- Task instructions: Return, character for character, the lines from the one bearing "Identify each instance of the dark" through the end of the material. Omit everything before that line.
═══
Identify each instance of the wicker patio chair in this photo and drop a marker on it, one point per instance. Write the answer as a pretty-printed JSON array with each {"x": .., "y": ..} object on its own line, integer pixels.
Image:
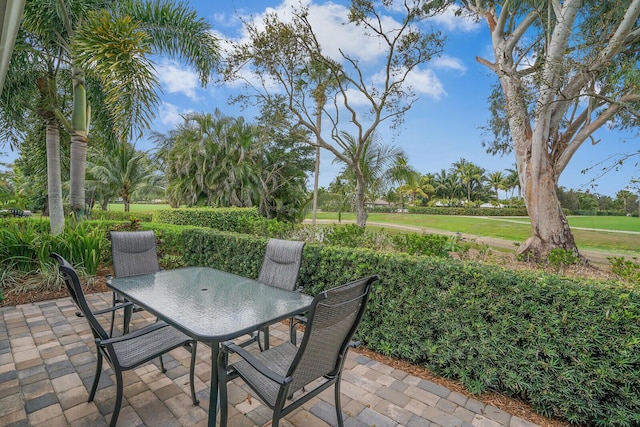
[
  {"x": 133, "y": 253},
  {"x": 280, "y": 268},
  {"x": 128, "y": 351},
  {"x": 277, "y": 373}
]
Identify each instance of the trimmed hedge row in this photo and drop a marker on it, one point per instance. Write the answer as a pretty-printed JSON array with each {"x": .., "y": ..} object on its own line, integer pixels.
[
  {"x": 229, "y": 219},
  {"x": 100, "y": 215},
  {"x": 445, "y": 210},
  {"x": 571, "y": 348}
]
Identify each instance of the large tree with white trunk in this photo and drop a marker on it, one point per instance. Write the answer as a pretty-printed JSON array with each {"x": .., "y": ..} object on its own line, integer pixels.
[{"x": 565, "y": 70}]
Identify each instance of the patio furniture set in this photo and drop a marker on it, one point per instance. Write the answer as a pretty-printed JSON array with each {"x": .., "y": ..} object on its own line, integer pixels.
[{"x": 205, "y": 305}]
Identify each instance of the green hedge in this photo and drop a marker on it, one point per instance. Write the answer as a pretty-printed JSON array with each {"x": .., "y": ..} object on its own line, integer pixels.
[
  {"x": 571, "y": 348},
  {"x": 229, "y": 219},
  {"x": 445, "y": 210},
  {"x": 100, "y": 215}
]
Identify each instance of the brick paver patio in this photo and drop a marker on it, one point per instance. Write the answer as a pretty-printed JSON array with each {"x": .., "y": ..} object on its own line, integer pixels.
[{"x": 47, "y": 362}]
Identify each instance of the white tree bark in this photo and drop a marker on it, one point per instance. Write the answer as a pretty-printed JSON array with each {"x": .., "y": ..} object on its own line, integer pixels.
[
  {"x": 542, "y": 140},
  {"x": 54, "y": 182}
]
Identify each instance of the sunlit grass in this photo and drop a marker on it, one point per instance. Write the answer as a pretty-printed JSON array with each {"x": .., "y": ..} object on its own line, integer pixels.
[{"x": 516, "y": 229}]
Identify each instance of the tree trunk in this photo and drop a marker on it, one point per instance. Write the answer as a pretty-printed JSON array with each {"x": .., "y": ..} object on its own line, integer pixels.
[
  {"x": 80, "y": 123},
  {"x": 54, "y": 181},
  {"x": 314, "y": 209},
  {"x": 78, "y": 169},
  {"x": 550, "y": 228},
  {"x": 361, "y": 210}
]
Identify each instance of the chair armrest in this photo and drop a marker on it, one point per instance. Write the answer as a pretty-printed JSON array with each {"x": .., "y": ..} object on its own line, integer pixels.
[
  {"x": 132, "y": 335},
  {"x": 258, "y": 365},
  {"x": 114, "y": 308}
]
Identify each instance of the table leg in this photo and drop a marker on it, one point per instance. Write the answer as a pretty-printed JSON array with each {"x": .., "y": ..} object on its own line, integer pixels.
[
  {"x": 128, "y": 314},
  {"x": 213, "y": 393}
]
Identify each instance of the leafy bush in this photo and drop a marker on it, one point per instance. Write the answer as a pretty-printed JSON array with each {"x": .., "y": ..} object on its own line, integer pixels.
[
  {"x": 570, "y": 347},
  {"x": 99, "y": 214},
  {"x": 423, "y": 244},
  {"x": 626, "y": 269},
  {"x": 560, "y": 258},
  {"x": 446, "y": 210}
]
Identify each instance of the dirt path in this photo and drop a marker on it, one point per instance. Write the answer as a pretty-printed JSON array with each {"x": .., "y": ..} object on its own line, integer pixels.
[{"x": 596, "y": 257}]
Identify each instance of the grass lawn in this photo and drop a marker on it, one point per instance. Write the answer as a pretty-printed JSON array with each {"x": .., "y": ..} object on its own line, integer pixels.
[
  {"x": 517, "y": 229},
  {"x": 138, "y": 207}
]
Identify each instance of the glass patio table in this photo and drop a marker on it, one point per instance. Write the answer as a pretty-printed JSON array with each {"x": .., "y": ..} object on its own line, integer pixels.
[{"x": 210, "y": 306}]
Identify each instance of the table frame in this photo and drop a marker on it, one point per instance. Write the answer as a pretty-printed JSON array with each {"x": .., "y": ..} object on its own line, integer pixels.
[{"x": 126, "y": 287}]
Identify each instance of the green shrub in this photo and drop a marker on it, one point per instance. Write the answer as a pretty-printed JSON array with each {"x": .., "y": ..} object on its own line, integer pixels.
[
  {"x": 450, "y": 210},
  {"x": 424, "y": 244},
  {"x": 99, "y": 214},
  {"x": 569, "y": 347},
  {"x": 560, "y": 258},
  {"x": 627, "y": 269}
]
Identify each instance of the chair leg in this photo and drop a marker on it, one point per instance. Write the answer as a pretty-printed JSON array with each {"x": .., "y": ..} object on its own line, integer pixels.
[
  {"x": 113, "y": 314},
  {"x": 265, "y": 331},
  {"x": 293, "y": 336},
  {"x": 222, "y": 386},
  {"x": 96, "y": 377},
  {"x": 119, "y": 393},
  {"x": 338, "y": 406},
  {"x": 194, "y": 348}
]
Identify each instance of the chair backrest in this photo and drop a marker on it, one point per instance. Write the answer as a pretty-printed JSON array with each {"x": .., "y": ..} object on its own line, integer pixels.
[
  {"x": 134, "y": 253},
  {"x": 281, "y": 264},
  {"x": 71, "y": 280},
  {"x": 334, "y": 318}
]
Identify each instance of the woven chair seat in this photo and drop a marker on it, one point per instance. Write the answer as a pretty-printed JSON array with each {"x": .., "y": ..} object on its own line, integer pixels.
[
  {"x": 278, "y": 359},
  {"x": 147, "y": 346}
]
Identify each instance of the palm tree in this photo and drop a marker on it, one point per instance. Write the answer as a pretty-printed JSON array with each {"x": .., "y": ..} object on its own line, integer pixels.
[
  {"x": 218, "y": 160},
  {"x": 447, "y": 185},
  {"x": 33, "y": 90},
  {"x": 426, "y": 184},
  {"x": 378, "y": 165},
  {"x": 319, "y": 78},
  {"x": 513, "y": 181},
  {"x": 412, "y": 188},
  {"x": 127, "y": 174},
  {"x": 470, "y": 174},
  {"x": 497, "y": 181},
  {"x": 109, "y": 44}
]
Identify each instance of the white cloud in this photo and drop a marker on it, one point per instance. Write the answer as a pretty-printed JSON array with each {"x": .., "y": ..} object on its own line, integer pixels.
[
  {"x": 449, "y": 63},
  {"x": 426, "y": 82},
  {"x": 451, "y": 22},
  {"x": 177, "y": 79},
  {"x": 170, "y": 115}
]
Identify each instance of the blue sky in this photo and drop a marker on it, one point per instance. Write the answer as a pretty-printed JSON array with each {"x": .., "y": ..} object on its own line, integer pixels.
[{"x": 442, "y": 126}]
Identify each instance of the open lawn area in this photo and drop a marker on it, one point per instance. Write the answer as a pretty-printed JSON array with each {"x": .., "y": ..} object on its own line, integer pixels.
[
  {"x": 138, "y": 207},
  {"x": 612, "y": 234}
]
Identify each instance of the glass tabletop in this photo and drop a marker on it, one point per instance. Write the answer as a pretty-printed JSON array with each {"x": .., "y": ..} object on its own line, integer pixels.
[{"x": 208, "y": 304}]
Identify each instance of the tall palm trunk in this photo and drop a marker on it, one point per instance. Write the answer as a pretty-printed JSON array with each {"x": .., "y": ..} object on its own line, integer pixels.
[
  {"x": 54, "y": 181},
  {"x": 78, "y": 168},
  {"x": 47, "y": 89},
  {"x": 361, "y": 210},
  {"x": 315, "y": 187},
  {"x": 80, "y": 124},
  {"x": 316, "y": 175}
]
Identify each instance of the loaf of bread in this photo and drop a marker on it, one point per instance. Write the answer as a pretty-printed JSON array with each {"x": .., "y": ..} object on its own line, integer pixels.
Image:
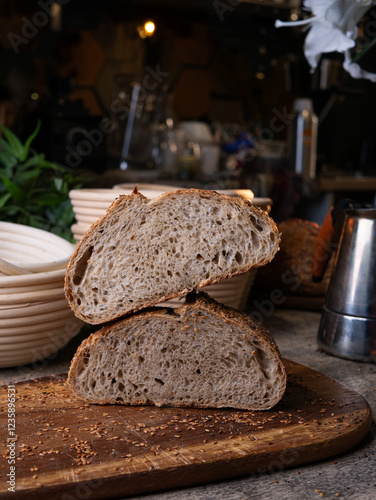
[
  {"x": 291, "y": 269},
  {"x": 201, "y": 355},
  {"x": 143, "y": 252}
]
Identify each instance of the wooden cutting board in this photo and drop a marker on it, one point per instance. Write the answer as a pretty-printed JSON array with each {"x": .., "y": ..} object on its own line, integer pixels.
[{"x": 68, "y": 449}]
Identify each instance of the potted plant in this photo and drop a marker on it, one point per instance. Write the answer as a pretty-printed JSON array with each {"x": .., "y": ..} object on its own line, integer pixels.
[{"x": 33, "y": 190}]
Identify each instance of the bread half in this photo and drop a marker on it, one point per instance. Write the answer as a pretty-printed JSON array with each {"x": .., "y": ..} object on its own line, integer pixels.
[
  {"x": 143, "y": 252},
  {"x": 200, "y": 355}
]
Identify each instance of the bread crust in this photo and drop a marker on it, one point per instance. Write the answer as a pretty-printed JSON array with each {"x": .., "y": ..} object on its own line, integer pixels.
[
  {"x": 197, "y": 301},
  {"x": 138, "y": 197}
]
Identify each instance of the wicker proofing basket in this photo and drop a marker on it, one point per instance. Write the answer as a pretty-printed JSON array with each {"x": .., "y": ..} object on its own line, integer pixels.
[{"x": 35, "y": 318}]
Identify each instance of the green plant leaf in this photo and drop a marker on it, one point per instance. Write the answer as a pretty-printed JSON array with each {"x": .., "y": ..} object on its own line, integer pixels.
[
  {"x": 28, "y": 142},
  {"x": 13, "y": 189},
  {"x": 14, "y": 142},
  {"x": 4, "y": 199},
  {"x": 6, "y": 147},
  {"x": 8, "y": 160}
]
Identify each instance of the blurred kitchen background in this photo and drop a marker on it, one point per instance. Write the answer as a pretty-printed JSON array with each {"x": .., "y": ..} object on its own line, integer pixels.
[{"x": 201, "y": 96}]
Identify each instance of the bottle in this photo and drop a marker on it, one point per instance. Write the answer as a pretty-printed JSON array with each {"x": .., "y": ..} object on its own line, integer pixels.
[{"x": 304, "y": 138}]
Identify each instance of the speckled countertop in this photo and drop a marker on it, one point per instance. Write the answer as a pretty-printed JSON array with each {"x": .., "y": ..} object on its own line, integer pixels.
[{"x": 351, "y": 475}]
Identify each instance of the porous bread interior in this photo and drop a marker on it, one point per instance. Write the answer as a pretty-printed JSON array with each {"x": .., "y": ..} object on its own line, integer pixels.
[
  {"x": 147, "y": 251},
  {"x": 195, "y": 359}
]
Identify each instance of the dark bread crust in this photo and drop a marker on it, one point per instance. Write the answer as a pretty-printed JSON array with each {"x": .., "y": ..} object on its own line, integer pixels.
[
  {"x": 195, "y": 302},
  {"x": 122, "y": 202}
]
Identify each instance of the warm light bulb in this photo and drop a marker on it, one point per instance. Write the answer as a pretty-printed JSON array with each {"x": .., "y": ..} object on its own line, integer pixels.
[{"x": 149, "y": 27}]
═══
- Complete output:
Identify each instance of the dark bread crust in this photo and drop a marker on it, one point per instance. Write the answer as a pretty-printed JSON array with each {"x": .., "y": ..} object on its own line, integer pixels.
[
  {"x": 195, "y": 302},
  {"x": 122, "y": 202}
]
Identify each instance of the warm light bulb in this photo and drop a marker on it, one point per instance. Write the answer as a pretty-printed JSON array with each {"x": .., "y": ..} object on its own line, integer pixels.
[{"x": 149, "y": 27}]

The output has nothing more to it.